-- HOW TO COMPLETE THIS TASK --
Look through the listing below, find every line with the string "indicate", and copy it.

-- INFORMATION SHOWN --
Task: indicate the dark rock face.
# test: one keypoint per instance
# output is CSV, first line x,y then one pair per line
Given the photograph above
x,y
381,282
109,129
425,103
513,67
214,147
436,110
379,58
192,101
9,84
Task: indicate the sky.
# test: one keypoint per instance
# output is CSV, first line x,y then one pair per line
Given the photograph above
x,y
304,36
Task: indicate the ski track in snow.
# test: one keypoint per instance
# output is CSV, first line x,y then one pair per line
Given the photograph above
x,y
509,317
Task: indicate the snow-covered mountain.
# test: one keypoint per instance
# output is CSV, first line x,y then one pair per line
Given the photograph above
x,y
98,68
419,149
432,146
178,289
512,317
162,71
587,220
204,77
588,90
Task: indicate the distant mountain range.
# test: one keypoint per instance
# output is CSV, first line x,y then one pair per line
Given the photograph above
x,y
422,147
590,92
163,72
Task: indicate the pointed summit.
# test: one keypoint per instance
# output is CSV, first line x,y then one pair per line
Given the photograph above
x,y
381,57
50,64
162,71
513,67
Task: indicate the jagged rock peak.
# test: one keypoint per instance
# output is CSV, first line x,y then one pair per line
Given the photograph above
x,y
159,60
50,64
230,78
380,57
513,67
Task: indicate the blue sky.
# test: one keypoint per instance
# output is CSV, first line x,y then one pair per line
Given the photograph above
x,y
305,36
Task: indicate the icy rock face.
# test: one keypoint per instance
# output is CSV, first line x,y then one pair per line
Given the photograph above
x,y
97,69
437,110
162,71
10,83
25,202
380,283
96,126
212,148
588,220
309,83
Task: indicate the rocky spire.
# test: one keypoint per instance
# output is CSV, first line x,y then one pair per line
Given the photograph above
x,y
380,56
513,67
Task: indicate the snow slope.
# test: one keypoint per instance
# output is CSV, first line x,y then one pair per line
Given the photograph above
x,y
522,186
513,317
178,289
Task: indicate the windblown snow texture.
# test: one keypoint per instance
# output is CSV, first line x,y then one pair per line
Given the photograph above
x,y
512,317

-- WRITTEN SOLUTION --
Task: indicate the dark rock face.
Task: indicate the sky.
Task: indicate the ski track in snow.
Task: indicate the snow-covered mountain.
Task: indicate the distant mountain range.
Task: indicate the pointed summit.
Task: indicate the jagged rock peak.
Task: indicate the blue sky.
Task: indicate the icy rock face.
Task: indicate the rocky spire.
Task: indicate the snow slope.
Task: indicate the windblown snow texture.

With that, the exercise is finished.